Required work =>
1. According to the course page, which chapter of the background reading discusses good versus bad graphs?
2. Carry on the course page about reporting data analysis, starting right after its last line.
---------- Extract
Week 03: Reporting your data analysis
Creating inputs and organizing a short data analytics report with AI
Week 03: Reporting your data analysis
Creating inputs and organizing a short data analytics report with AI
Objectives
Summary:
How to organize a short data analytics report? The job includes choosing and creating relevant plots, running regression. The class will exlopre how we can use AI to assist in these tasks, and get the distinction between using AI as input vs. output in report writing.
Details
- Understand how to connect an empirical question to data
- Create relevant visualizations and tables using AI.
- Learn to critically assess reports with the help of AI tools. We’ll especially focus on half-truths: convincing, looks okay, is okay-ish, but not 100% true
Preparation BEFORE class
- Background reading: Békés-Kézdi (2021) Chapters 3-4, 7-10. Pay special attention to Chapter 4’s discussion of good vs. bad graphs and Chapter 10 on interpreting regression coefficients precisely.
- Download the WVS_GDP_merged_data.csv. This is an aggregated, cleaned subset of the 7th Wave of WVS dataset merged with GDP data from World Bank
The data
- This is aggregated data: country level
- Year: Wave 7 of the WVS – survey was conducted at different years.
- Combined with World Bank data: at year when survey was conducted
- GDP: level USD, level USD PPP, level USD PPP per capita.
- population
Class plan
🤝 Review on readmes (30 min)
Review Readme assignment
- Q+A
- Common AI errors in data documentation?
- Verify, verify, verify (AI is good but rarely perfect)
Starting presentation about prompting
How does a good report look like?
- How to write a good short report: structure
- good graphs and tables
- Make sure precise language. Recap on causal language.
Problems with AI generated reports.
--------------------
---------- Supplied data
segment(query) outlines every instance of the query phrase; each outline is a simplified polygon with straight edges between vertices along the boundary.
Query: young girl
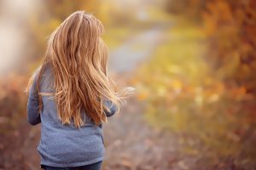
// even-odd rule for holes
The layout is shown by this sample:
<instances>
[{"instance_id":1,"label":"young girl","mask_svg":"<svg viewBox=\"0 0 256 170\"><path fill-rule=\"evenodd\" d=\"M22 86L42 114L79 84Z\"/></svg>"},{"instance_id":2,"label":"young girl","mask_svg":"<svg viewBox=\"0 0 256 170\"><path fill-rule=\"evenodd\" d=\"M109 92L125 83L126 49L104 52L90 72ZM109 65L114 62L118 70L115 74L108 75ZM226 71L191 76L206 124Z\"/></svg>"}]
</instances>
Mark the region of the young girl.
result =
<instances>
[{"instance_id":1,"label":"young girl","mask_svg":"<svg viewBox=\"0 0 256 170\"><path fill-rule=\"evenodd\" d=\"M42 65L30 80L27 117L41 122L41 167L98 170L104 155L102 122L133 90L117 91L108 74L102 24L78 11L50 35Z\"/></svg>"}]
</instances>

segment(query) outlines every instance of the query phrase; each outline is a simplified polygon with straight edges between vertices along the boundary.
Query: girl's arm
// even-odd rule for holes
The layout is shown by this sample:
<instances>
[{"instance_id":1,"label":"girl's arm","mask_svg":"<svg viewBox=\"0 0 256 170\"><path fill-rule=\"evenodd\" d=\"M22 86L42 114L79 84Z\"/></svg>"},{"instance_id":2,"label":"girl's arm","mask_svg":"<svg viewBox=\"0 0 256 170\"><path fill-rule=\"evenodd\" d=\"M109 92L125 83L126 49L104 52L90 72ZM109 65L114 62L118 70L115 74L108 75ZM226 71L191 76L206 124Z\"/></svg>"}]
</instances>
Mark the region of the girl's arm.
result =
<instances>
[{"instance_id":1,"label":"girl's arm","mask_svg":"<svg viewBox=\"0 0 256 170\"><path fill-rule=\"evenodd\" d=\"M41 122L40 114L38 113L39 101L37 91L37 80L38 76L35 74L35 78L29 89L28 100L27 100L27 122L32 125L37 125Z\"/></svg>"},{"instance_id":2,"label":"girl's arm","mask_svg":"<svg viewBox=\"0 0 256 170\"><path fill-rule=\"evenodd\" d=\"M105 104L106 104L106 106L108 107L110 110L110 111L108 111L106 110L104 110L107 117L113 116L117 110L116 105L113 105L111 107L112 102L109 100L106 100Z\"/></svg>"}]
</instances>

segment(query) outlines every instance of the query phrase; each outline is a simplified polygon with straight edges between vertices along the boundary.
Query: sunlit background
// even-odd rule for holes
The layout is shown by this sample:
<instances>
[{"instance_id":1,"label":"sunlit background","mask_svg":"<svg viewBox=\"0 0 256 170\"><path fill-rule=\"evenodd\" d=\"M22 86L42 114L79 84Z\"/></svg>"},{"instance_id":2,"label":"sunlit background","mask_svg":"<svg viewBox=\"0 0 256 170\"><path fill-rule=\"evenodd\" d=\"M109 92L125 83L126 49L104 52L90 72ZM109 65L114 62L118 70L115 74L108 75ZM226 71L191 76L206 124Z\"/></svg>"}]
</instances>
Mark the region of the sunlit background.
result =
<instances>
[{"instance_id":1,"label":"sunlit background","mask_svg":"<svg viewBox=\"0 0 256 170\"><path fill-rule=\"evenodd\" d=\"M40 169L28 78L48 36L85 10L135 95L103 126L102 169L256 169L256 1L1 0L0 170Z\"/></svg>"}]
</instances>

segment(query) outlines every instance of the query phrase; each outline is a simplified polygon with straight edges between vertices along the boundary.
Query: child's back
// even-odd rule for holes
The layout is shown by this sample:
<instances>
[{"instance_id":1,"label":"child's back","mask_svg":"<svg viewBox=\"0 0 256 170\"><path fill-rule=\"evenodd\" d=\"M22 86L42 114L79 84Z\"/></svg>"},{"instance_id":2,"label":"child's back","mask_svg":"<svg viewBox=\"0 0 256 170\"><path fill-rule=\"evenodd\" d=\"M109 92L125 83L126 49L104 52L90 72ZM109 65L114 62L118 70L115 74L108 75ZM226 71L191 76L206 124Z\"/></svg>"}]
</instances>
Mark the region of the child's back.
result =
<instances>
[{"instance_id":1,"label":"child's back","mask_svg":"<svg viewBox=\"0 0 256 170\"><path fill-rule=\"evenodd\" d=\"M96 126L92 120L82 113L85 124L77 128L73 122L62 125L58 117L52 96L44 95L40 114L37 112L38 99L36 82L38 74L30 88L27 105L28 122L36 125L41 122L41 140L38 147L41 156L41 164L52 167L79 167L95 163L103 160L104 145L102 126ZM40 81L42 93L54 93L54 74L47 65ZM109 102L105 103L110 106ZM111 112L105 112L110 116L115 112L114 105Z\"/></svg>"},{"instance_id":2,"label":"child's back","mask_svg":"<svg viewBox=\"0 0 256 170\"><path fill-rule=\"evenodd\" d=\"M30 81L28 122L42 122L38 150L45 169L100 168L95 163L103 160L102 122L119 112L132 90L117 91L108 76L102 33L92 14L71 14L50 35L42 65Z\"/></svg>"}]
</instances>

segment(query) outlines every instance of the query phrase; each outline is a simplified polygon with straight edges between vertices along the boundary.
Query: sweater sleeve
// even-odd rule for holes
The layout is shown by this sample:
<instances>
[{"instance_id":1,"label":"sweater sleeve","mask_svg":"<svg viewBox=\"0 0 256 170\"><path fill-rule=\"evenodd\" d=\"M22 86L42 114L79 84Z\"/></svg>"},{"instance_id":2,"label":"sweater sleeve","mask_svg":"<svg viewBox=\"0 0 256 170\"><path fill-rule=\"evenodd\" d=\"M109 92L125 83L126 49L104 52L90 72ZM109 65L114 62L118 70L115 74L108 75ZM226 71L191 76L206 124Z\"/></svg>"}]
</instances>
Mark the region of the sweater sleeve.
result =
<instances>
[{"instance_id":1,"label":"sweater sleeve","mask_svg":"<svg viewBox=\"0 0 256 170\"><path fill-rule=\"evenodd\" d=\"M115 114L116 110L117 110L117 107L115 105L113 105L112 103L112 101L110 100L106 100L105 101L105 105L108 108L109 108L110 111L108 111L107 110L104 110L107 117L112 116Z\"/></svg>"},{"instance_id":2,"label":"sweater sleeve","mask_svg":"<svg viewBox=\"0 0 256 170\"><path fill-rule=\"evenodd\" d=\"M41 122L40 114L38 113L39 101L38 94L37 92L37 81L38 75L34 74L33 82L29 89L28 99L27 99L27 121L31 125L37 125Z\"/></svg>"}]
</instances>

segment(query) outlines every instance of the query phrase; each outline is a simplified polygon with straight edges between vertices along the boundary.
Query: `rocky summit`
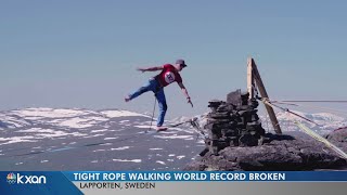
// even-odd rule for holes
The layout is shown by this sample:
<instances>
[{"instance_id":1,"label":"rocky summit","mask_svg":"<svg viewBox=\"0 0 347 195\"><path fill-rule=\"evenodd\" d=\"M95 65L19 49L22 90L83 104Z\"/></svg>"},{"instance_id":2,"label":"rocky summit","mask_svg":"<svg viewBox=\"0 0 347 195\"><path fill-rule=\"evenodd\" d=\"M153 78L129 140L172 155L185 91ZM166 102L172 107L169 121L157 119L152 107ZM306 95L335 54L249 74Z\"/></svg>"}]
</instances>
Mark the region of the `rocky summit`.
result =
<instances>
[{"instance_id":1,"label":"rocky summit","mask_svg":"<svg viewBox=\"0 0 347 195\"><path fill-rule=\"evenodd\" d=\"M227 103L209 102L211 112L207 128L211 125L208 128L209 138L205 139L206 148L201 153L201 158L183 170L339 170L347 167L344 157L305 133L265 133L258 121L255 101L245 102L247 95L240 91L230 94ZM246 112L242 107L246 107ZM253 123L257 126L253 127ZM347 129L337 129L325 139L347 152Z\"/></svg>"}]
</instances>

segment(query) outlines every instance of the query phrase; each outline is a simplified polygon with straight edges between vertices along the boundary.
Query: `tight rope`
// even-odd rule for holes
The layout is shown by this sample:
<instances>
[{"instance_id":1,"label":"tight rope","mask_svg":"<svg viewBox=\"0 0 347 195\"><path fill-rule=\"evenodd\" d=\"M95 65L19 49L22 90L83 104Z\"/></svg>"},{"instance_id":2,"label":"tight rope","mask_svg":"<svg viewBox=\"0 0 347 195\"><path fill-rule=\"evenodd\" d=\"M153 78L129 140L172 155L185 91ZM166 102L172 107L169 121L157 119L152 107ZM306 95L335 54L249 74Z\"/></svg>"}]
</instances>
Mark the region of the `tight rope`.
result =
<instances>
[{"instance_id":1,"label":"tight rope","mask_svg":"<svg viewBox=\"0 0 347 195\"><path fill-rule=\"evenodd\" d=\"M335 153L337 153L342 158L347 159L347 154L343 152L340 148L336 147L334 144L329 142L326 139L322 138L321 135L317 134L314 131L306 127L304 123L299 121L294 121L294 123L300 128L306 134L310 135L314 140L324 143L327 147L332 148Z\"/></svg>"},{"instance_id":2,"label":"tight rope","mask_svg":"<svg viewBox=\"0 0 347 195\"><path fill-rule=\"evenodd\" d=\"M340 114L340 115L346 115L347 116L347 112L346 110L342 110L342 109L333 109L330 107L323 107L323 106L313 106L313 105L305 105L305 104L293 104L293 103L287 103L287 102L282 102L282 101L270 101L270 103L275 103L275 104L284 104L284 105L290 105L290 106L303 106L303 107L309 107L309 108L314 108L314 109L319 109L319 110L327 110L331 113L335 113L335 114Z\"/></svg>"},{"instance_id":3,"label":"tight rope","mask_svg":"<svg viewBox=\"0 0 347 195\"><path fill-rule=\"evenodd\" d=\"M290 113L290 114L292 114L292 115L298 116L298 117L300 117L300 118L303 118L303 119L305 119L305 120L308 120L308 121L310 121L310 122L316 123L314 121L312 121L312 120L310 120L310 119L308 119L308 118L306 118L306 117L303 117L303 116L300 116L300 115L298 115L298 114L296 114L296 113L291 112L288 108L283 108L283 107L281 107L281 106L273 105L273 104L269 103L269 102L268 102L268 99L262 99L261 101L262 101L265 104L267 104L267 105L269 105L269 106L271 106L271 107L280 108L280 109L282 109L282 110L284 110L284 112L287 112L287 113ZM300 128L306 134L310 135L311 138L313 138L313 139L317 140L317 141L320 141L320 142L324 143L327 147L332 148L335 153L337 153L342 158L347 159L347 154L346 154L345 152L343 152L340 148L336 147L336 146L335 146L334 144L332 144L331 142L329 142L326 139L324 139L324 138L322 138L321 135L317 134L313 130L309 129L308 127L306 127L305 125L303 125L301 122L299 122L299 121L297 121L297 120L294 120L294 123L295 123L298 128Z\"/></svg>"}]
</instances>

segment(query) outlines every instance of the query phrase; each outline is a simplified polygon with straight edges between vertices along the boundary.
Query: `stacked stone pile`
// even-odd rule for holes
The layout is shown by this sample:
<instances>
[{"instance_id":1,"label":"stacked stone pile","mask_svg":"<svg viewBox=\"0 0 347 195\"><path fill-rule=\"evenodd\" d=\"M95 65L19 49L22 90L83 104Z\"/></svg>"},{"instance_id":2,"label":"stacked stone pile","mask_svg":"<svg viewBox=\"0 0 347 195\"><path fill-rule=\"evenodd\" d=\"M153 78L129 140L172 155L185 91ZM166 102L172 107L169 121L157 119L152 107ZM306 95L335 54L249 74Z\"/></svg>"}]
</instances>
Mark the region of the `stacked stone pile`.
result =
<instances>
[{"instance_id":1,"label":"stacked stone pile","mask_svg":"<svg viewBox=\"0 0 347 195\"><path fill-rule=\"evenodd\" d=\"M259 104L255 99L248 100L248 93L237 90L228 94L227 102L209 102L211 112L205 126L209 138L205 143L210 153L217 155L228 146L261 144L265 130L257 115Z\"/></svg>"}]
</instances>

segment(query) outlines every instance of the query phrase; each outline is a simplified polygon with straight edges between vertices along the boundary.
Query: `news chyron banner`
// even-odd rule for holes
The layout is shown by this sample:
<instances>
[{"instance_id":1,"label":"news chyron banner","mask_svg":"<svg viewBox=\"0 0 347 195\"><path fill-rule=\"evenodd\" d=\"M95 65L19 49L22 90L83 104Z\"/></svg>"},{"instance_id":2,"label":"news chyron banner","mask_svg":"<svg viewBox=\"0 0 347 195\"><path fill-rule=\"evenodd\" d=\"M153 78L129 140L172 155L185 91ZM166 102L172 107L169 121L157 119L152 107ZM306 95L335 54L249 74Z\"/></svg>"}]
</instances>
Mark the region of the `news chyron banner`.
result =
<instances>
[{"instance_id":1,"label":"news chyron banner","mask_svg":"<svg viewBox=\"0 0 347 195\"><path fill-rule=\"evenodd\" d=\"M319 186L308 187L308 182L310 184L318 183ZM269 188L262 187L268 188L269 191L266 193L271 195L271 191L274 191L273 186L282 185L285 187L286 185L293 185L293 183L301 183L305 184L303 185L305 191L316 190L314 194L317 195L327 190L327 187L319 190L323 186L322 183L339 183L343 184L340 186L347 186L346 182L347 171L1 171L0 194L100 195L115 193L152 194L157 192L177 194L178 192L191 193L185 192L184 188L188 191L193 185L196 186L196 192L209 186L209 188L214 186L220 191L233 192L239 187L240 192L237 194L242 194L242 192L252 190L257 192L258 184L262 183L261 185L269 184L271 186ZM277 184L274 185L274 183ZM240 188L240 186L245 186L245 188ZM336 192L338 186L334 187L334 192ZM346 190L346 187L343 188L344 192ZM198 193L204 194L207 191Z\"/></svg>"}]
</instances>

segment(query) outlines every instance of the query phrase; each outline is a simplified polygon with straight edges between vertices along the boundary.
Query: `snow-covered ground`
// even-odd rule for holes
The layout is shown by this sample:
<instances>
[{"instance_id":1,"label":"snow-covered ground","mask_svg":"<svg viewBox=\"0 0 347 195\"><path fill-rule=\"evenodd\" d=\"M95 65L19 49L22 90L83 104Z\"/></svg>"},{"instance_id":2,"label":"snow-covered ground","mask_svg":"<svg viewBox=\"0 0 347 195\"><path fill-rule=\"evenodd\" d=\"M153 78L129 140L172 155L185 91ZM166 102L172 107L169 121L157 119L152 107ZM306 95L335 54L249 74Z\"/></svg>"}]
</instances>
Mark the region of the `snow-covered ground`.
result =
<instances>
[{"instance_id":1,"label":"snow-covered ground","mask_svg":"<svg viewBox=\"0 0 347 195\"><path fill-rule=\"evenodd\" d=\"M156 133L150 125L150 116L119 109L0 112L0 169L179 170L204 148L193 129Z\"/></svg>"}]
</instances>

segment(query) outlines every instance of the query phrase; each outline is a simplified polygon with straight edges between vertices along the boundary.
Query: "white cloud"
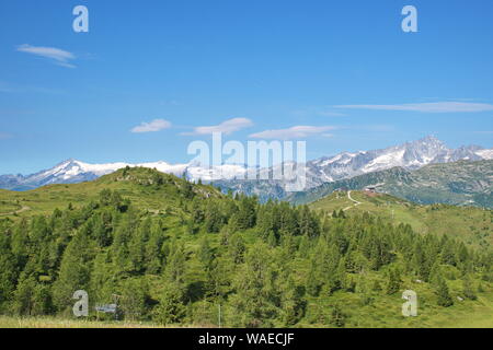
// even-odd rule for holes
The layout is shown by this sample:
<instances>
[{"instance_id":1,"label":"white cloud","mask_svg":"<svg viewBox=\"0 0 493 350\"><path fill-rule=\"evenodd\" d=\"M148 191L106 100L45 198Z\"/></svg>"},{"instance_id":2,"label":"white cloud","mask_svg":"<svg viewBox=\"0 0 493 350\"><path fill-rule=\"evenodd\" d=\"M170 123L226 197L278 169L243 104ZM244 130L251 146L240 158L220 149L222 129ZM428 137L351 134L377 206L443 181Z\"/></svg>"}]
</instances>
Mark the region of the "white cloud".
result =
--------------------
Results for the exercise =>
1. Chapter 4

2.
Use AI as input (like advanced google search) not as output writer, because
- Creates “average” / generic / bland / repetitive text
- Convincing but not precise
- Not your style and not your exact plan
- Too broad (like adds further research)
- not precise enough, especially using causal language inappropriately.
🤝 No AI vs AI prompting strategies to create a report (50 min)
NO AI
Form 2-3 member groups freely
- Each group: Choose one these pre-defined research questions:
- Is there a relationship between income level and trust?
- Is there a relationship between income level and happiness?
- Is there a relationship between income level and gender attitudes?
- Choose the relevant variables to answer your question (you can use AI to understand variables like in week2 (Use your Week 2 AI skills to understand complex variable definitions.)
- Design a plan for a report on the topic: list of exhibits (graphs, tables). Do not write code (yet)
- Discuss plans
AI 1
Try get a report with a single prompt. * Hint 1: translate your plan into a prompt using ideas from the intro. * Hint 2: Look for impressive-looking but problematic results.
AI 2
- Showcase an iterative process where key exhibits are created
- Hint 3: get AI to create precisely the exhibits you designed, not what it thinks you need.
End of Week Discussion points
- Compare single and multi-step approach generating reports?
- How good is AI in creating good enough vs exactly as planned graphs?
- What is happiness? :-)
Assignment
Assignment 3: Creating a Report
Critical Note: Reports will be shared for peer review in Week 4 - upload to Moodle student folder.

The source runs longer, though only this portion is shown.